Print the listing below verbatim, passing over each picture.
◆ ◆ ◆ ◆
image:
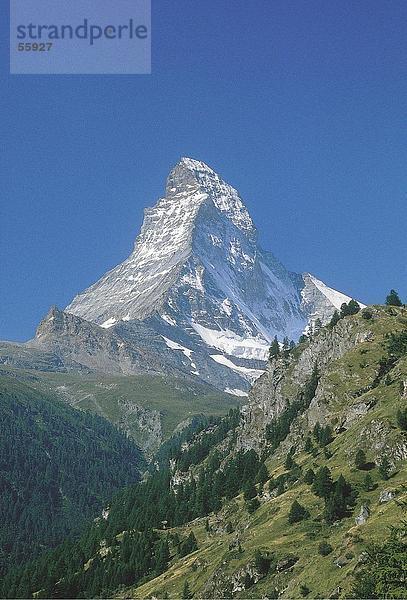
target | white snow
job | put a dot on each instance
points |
(229, 342)
(186, 351)
(168, 319)
(109, 323)
(249, 374)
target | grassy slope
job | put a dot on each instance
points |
(268, 528)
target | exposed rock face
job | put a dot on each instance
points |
(201, 283)
(386, 496)
(285, 378)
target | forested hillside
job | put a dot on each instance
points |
(299, 494)
(58, 467)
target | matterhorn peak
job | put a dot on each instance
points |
(198, 277)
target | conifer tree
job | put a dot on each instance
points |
(163, 556)
(249, 490)
(309, 477)
(401, 418)
(308, 445)
(297, 513)
(368, 483)
(360, 459)
(317, 325)
(334, 319)
(186, 592)
(262, 474)
(322, 485)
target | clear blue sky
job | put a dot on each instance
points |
(300, 105)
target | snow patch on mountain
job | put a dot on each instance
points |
(229, 342)
(199, 278)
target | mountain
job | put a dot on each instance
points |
(58, 468)
(299, 494)
(198, 284)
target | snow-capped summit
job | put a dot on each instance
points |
(198, 277)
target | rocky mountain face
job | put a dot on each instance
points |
(198, 286)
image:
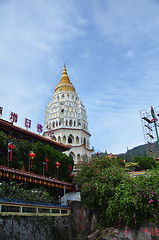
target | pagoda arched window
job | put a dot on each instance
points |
(77, 140)
(70, 123)
(64, 139)
(84, 142)
(70, 139)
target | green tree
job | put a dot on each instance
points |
(145, 162)
(117, 198)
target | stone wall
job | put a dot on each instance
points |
(81, 225)
(35, 228)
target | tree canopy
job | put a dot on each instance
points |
(116, 197)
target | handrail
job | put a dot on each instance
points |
(31, 209)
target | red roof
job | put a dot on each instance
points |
(18, 172)
(8, 127)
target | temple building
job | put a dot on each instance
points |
(66, 120)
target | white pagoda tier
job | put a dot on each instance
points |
(66, 120)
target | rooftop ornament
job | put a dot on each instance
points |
(57, 165)
(32, 155)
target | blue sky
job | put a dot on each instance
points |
(111, 52)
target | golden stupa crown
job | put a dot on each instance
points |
(64, 84)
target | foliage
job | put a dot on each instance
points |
(17, 191)
(21, 157)
(3, 148)
(98, 179)
(145, 162)
(132, 166)
(116, 197)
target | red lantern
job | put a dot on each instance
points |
(46, 160)
(32, 155)
(11, 147)
(70, 169)
(57, 164)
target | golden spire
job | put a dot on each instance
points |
(64, 83)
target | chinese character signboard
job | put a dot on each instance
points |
(1, 110)
(27, 123)
(39, 128)
(13, 117)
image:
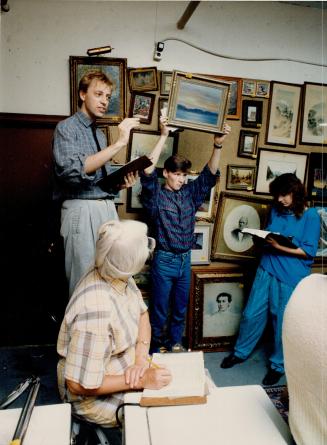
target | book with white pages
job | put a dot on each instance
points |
(281, 239)
(188, 385)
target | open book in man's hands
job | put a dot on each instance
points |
(188, 385)
(114, 180)
(281, 239)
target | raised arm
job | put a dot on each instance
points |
(213, 162)
(93, 162)
(155, 154)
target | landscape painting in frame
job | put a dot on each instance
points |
(314, 114)
(236, 212)
(115, 70)
(197, 102)
(214, 324)
(273, 163)
(283, 114)
(142, 143)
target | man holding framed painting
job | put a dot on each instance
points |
(80, 156)
(172, 208)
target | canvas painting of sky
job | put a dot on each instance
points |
(198, 103)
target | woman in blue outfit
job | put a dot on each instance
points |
(280, 270)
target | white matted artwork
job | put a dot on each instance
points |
(273, 163)
(200, 253)
(240, 218)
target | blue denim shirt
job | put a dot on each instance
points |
(173, 212)
(73, 142)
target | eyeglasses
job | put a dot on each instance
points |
(151, 243)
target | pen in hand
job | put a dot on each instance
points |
(151, 364)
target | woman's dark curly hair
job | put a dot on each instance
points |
(289, 183)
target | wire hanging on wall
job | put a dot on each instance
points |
(244, 59)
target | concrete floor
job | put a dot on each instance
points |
(16, 364)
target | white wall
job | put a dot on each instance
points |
(38, 36)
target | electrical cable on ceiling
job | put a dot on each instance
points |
(224, 56)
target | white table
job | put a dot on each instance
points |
(49, 425)
(232, 416)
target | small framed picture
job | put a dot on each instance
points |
(248, 144)
(317, 176)
(235, 212)
(283, 114)
(249, 87)
(114, 69)
(162, 103)
(207, 209)
(200, 253)
(240, 177)
(217, 300)
(272, 163)
(251, 113)
(106, 131)
(143, 79)
(262, 88)
(314, 114)
(197, 102)
(165, 82)
(322, 246)
(141, 106)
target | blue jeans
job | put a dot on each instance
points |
(268, 296)
(171, 278)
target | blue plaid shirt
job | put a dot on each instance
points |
(173, 212)
(73, 142)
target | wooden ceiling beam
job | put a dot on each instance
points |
(191, 7)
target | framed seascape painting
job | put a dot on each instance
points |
(317, 176)
(251, 113)
(115, 70)
(314, 114)
(200, 253)
(197, 102)
(142, 106)
(240, 177)
(216, 304)
(283, 114)
(272, 163)
(248, 144)
(143, 79)
(235, 96)
(165, 82)
(236, 212)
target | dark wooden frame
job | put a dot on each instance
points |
(317, 171)
(229, 205)
(178, 112)
(224, 278)
(115, 69)
(164, 91)
(314, 139)
(147, 86)
(148, 96)
(241, 150)
(275, 89)
(246, 121)
(262, 184)
(245, 187)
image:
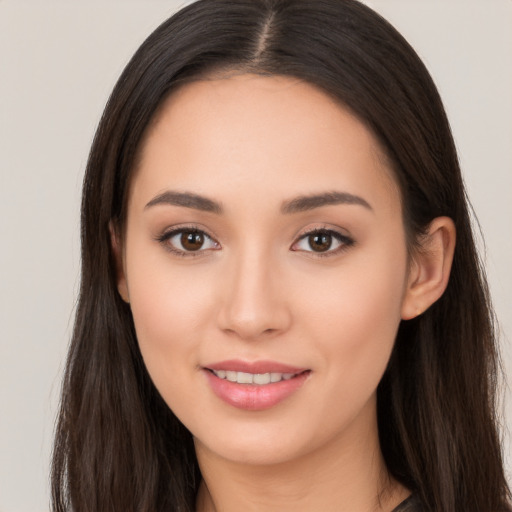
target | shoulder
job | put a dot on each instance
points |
(411, 504)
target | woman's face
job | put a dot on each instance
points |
(264, 244)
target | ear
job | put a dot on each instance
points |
(430, 268)
(117, 249)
◆ ◆ ◆ ◆
- _ANSWER BOX_
image:
target | white snow
job | put a dot on each instance
points |
(229, 342)
(186, 351)
(168, 319)
(109, 323)
(249, 374)
target | grassy slope
job | put a dot on each instance
points |
(268, 528)
target | exposed rock face
job | put a dot on each instance
points |
(201, 283)
(386, 496)
(285, 378)
target | forested hillside
job | put a dot on each instance
points |
(299, 494)
(58, 467)
target | matterhorn peak
job | put a dot on each instance
points |
(198, 277)
target | conifer tree
job | put a dot on each instance
points |
(163, 556)
(249, 490)
(309, 477)
(401, 418)
(308, 445)
(297, 513)
(368, 483)
(360, 459)
(317, 325)
(334, 319)
(186, 592)
(262, 474)
(322, 485)
target | clear blue sky
job | put a dot on each instance
points |
(300, 105)
target | snow patch on mountain
job | put a dot on each instance
points |
(229, 342)
(199, 278)
target | mountain
job | put a dot on each instance
points |
(58, 468)
(299, 494)
(198, 284)
target | snow-capped summit
job | put a dot on each instance
points |
(198, 277)
target | rocky mountain face
job | put a dot on each instance
points |
(198, 286)
image:
target | pagoda arched window
job | put a dot on each instance
points |
(77, 140)
(70, 123)
(64, 139)
(84, 142)
(70, 139)
target | green tree
job | put a dot on each instance
points |
(145, 162)
(117, 198)
target | stone wall
job | put a dot on each instance
points |
(81, 225)
(35, 228)
target | tree canopy
job | put a dot on each instance
points |
(116, 197)
target | handrail
job | put a dot on each instance
points |
(31, 209)
target | red roof
job | put a dot on each instance
points |
(18, 172)
(8, 127)
target | temple building
job | put a dot on each instance
points |
(66, 120)
target | white pagoda tier
job | put a dot on each instance
points |
(66, 120)
target | rooftop ornament
job | put a dot on each instance
points |
(57, 165)
(32, 155)
target | blue sky
job | put a dot on each instance
points |
(111, 52)
target | golden stupa crown
job | put a dot on each instance
points |
(64, 84)
target | foliage
job | put a dot on each instance
points |
(17, 191)
(21, 157)
(3, 148)
(98, 179)
(145, 162)
(132, 166)
(116, 197)
target | red lantern
job | put a dot on each instance
points |
(46, 160)
(32, 155)
(11, 147)
(70, 169)
(57, 164)
target | golden spire
job | put a dot on each instance
points |
(64, 83)
target | chinese character signboard
job | put a dot on each instance
points |
(1, 110)
(27, 123)
(39, 128)
(13, 117)
image:
target | book with white pages
job | put a dot on each instance
points |
(281, 239)
(188, 385)
target | open book in man's hands
job | put a dot on each instance
points |
(188, 385)
(114, 180)
(281, 239)
target | raised arm
job | put a dot on each instance
points |
(213, 162)
(93, 162)
(155, 154)
target | landscape painting in frame
job | put a dot on each instance
points |
(314, 114)
(236, 212)
(115, 70)
(197, 102)
(214, 324)
(273, 163)
(283, 114)
(142, 143)
target | man holding framed painting
job | put a dot on each instance
points |
(80, 156)
(172, 208)
target | canvas painting of sky
job | put a dot on each instance
points |
(198, 103)
target | woman in blue outfit
job | put a dot on each instance
points |
(280, 270)
target | white matted artwork
job | put a dot on each instance
points |
(273, 163)
(200, 253)
(240, 218)
target | blue denim shirt
job | put a dot on each instance
points |
(173, 212)
(73, 142)
target | eyeglasses
job | put a dot on each instance
points |
(151, 243)
target | pen in hand
job | put a dot on each instance
points |
(151, 364)
target | woman's dark curly hair
job | put a dot on each instance
points |
(289, 183)
target | wire hanging on wall
job | put a dot on each instance
points |
(244, 59)
target | concrete floor
job | put a dot on each instance
points |
(16, 364)
target | white wall
job | put a dot on each instance
points |
(38, 36)
target | electrical cable on ceiling
job | put a dot on each instance
points |
(224, 56)
target | white table
job | put a dot on each instance
points |
(49, 425)
(232, 416)
target | small framed picture
job | put a dot on each instance
points |
(248, 144)
(317, 176)
(235, 212)
(283, 114)
(249, 87)
(114, 69)
(162, 103)
(207, 209)
(200, 253)
(240, 177)
(217, 300)
(272, 163)
(251, 113)
(106, 131)
(143, 79)
(262, 88)
(314, 114)
(197, 102)
(165, 82)
(322, 246)
(141, 106)
target | blue jeans
job | put a dot on each instance
points |
(268, 296)
(171, 278)
target | blue plaid shirt
job | put a dot on each instance
points |
(173, 212)
(73, 142)
target | wooden ceiling beam
job | put a dot on each instance
points |
(191, 7)
target | framed seascape painting
job | put a dot on each instance
points |
(317, 176)
(251, 113)
(115, 70)
(314, 114)
(200, 253)
(197, 102)
(142, 106)
(240, 177)
(216, 304)
(283, 114)
(272, 163)
(248, 144)
(143, 79)
(235, 96)
(165, 82)
(236, 212)
target | dark wooden frame
job | put a dot on each instance
points |
(317, 171)
(229, 205)
(178, 112)
(224, 278)
(115, 69)
(164, 91)
(314, 139)
(147, 86)
(148, 96)
(241, 150)
(275, 89)
(246, 121)
(262, 184)
(245, 187)
image:
target | shoulder
job | put a dot on each instance
points |
(411, 504)
target | woman's face
job | put a dot on each instance
points |
(264, 244)
target | ear
job | put a dot on each instance
points |
(430, 268)
(117, 249)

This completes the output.